▶ [DOCUMENT EXTRACT]
-- Begin --

SimULi: Real-Time LiDAR and Camera Simulation with Unscented Transforms¶

Conference: ICLR 2026
OpenReview: https://openreview.net/forum?id=osxP6FafPZ
Code: None
Area: Autonomous Driving
Keywords: LiDAR Simulation, Camera Simulation, 3D Gaussian Splatting, Unscented Transform, Multi-sensor Reconstruction

TL;DR¶

SimULi utilizes factorized 3D Gaussian representations to separately carry camera and LiDAR information, extending 3DGUT to the irregular sampling of spinning LiDAR, thereby achieving real-time autonomous driving sensor simulation that supports complex camera models and LiDAR scanning simultaneously.

Background & Motivation¶

Background: Autonomous driving systems increasingly rely on end-to-end policy models and closed-loop evaluation, yet real-world road data rarely covers all dangerous, rare, or edge-case scenarios. Consequently, neural simulators capable of reconstructing scenes from real sensor data and rendering camera and LiDAR observations from novel viewpoints and timestamps are becoming critical infrastructure for AV development. Previous NeRF-based methods offer attractive quality, while 3D Gaussian Splatting (3DGS) has pushed rendering speeds toward real-time.

Limitations of Prior Work: The issue is that autonomous driving is not a single pinhole camera rendering task. Real vehicle cameras often feature fisheye lenses, high distortion, and rolling shutters; LiDAR provides sparse, non-uniform measurements that vary over sweep time. Standard 3DGS rasterization is optimized for regular image planes and lacks native support for these non-linear projections. NeRF or ray-tracing routes are more flexible but often lack the speed required for large-scale simulation.

Key Challenge: Joint multi-sensor modeling encounters a more difficult conflict: camera and LiDAR data are never perfectly aligned in reality. Calibration errors, time synchronization offsets, rolling shutters, and object motion cause subtle geometric discrepancies between the two sensors for the same location. If camera color and LiDAR depth are forced into a single NeRF or set of Gaussians, optimization must trade off quality between the two modalities via loss weighting.

Goal: SimULi aims to achieve three objectives simultaneously: first, provide native support for arbitrary camera models and spinning LiDAR, including time-dependent effects; second, eliminate the requirement for a shared geometric carrier between camera and LiDAR to reduce quality degradation caused by cross-sensor inconsistency; and third, achieve real-time inference speeds suitable for practical AV simulation and evaluation.

Key Insight: The authors build upon 3DGUT rather than standard 3DGS or pure ray tracing. The critical advantage of 3DGUT is using the Unscented Transform to approximate the 2D footprint of Gaussians under complex projections, making it easier to integrate non-linear sensor models like fisheye or rolling shutters. This work observes that extending this concept to the azimuth-elevation space of LiDAR, combined with tiling and culling optimized for sparse LiDAR sampling, yields both flexible sensor modeling and high throughput.

-- End --

▶ [ENTRIES SHOWN]
-- Begin --

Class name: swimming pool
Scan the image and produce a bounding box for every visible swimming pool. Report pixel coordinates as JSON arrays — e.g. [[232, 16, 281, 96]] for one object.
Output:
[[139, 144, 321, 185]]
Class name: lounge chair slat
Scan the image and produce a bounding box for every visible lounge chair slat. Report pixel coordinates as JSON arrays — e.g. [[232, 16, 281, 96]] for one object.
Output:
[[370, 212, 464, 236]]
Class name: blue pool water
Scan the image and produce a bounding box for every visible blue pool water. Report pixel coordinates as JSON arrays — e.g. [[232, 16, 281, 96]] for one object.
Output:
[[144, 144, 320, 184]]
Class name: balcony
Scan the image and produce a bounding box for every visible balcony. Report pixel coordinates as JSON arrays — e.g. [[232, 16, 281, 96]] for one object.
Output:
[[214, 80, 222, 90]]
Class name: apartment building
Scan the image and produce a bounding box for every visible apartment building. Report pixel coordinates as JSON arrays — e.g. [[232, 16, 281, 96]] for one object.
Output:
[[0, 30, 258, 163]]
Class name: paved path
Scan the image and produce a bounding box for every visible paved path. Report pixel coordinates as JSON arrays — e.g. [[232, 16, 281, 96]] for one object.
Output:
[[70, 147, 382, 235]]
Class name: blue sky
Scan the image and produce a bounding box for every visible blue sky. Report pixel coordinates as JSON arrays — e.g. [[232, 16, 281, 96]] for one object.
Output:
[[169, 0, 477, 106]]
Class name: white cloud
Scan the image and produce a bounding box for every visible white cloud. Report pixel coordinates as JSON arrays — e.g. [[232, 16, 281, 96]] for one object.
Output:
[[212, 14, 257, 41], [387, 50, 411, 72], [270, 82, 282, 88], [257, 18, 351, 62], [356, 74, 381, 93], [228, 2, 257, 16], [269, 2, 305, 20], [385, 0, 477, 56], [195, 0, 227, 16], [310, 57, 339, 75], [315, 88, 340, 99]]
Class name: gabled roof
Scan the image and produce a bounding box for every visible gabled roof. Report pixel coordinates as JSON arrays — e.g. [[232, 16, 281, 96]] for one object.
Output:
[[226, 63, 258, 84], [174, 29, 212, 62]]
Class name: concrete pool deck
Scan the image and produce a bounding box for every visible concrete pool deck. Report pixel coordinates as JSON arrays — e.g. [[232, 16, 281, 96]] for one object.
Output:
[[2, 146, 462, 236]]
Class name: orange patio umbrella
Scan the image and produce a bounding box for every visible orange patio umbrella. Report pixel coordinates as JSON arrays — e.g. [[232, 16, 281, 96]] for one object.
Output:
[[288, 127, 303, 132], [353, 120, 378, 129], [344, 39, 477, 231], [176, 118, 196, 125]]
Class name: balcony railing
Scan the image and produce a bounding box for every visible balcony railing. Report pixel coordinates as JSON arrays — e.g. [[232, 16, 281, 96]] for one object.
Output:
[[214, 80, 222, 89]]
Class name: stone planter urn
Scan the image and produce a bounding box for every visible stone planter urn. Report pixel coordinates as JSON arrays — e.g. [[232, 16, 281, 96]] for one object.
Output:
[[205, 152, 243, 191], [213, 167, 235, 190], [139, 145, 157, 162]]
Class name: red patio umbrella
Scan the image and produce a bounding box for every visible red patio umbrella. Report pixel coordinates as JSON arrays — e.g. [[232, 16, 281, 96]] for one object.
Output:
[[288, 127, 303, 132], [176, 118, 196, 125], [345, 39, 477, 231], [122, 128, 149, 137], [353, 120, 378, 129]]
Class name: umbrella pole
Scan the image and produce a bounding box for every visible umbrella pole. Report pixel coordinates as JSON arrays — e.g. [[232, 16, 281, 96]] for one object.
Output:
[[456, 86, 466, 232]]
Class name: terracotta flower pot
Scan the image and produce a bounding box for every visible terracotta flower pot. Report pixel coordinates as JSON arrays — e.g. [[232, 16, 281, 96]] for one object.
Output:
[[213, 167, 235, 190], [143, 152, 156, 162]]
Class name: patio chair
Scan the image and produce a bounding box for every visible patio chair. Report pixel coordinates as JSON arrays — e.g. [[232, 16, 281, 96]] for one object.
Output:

-- End --

▶ [TO DO]
1. Print the passage of the SimULi write-up that opens with the words containing "SimULi utilizes factorized" and closes with "speeds toward real-time.".
2. Write what comes next in the SimULi write-up, picking up after its final sentence.
The data comes from a separate source and has no link to the SimULi write-up.

▶ [ANSWERS TO EACH TASK]
1.
SimULi utilizes factorized 3D Gaussian representations to separately carry camera and LiDAR information, extending 3DGUT to the irregular sampling of spinning LiDAR, thereby achieving real-time autonomous driving sensor simulation that supports complex camera models and LiDAR scanning simultaneously.

Background & Motivation¶

Background: Autonomous driving systems increasingly rely on end-to-end policy models and closed-loop evaluation, yet real-world road data rarely covers all dangerous, rare, or edge-case scenarios. Consequently, neural simulators capable of reconstructing scenes from real sensor data and rendering camera and LiDAR observations from novel viewpoints and timestamps are becoming critical infrastructure for AV development. Previous NeRF-based methods offer attractive quality, while 3D Gaussian Splatting (3DGS) has pushed rendering speeds toward real-time.

2.
Core Idea: Replace the "single representation shared by all sensors" with a "sensor-factorized Gaussian representation + LiDAR-specific UT rasterization," allowing camera and LiDAR to optimize their own sets of particles while maintaining geometric linkage through nearest-neighbor anchoring.

Method¶

Overall Architecture¶

SimULi takes multi-camera images, LiDAR scans, sensor poses, and dynamic object information as input, outputting camera images and LiDAR point clouds at novel views or timestamps. The framework decomposes the scene into a static background and dynamic actors, maintaining separate sets of 3D Gaussian particles for camera and LiDAR. During rendering, cameras follow the complex projection of 3DGUT, while LiDAR projects Gaussians onto an azimuth-elevation grid with acceleration via adaptive tiling and ray-based culling.

%%{init: {'flowchart': {'rankSpacing': 24, 'nodeSpacing': 28, 'padding': 6, 'wrappingWidth': 400}}}%%
flowchart TD
    A["Multi-sensor Input<br/>Images + LiDAR + Poses"] --> B["Factorized Sensor Representation<br/>Camera Gaussians / LiDAR Gaussians"]
    B --> C["UT Sensor Projection<br/>Complex Cameras + Spinning LiDAR"]
    C --> D["LiDAR Adaptive Acceleration<br/>Non-equidistant Tiling + Ray Culling"]
    D --> E["Nearest-neighbor Anchor Optimization<br/>Cross-sensor Geometry Linkage"]
    E --> F["Real-time Simulation Output<br/>Camera Images + LiDAR Scans"]

The scene representation follows dynamic scene decomposition: the background is one set of Gaussians, while dynamic objects (e.g., vehicles, pedestrians) have individual 3D bounding boxes and time-dependent \(SE(3)\) poses. Gaussians belonging to dynamic objects are defined in local coordinates and transformed to world coordinates for specific timestamps. This ensures the simulator supports dynamic rendering based on object states rather than simple static reconstruction.

Camera rendering utilizes the camera Gaussian set \(G_c\), while LiDAR rendering uses \(G_l\). Both sets contain centers \(\mu_i\), opacity \(\alpha_i\), and covariance \(\Sigma_i\), but carry different attributes: camera Gaussians use spherical harmonics for view-dependent color, while LiDAR Gaussians use them for intensity and ray-drop information. This prevents supervision from different modalities from directly competing on the same particles.

Key Designs¶

1. Factorized Sensor Representation: Transforming Conflicts from "Hard Sharing" to "Soft Association"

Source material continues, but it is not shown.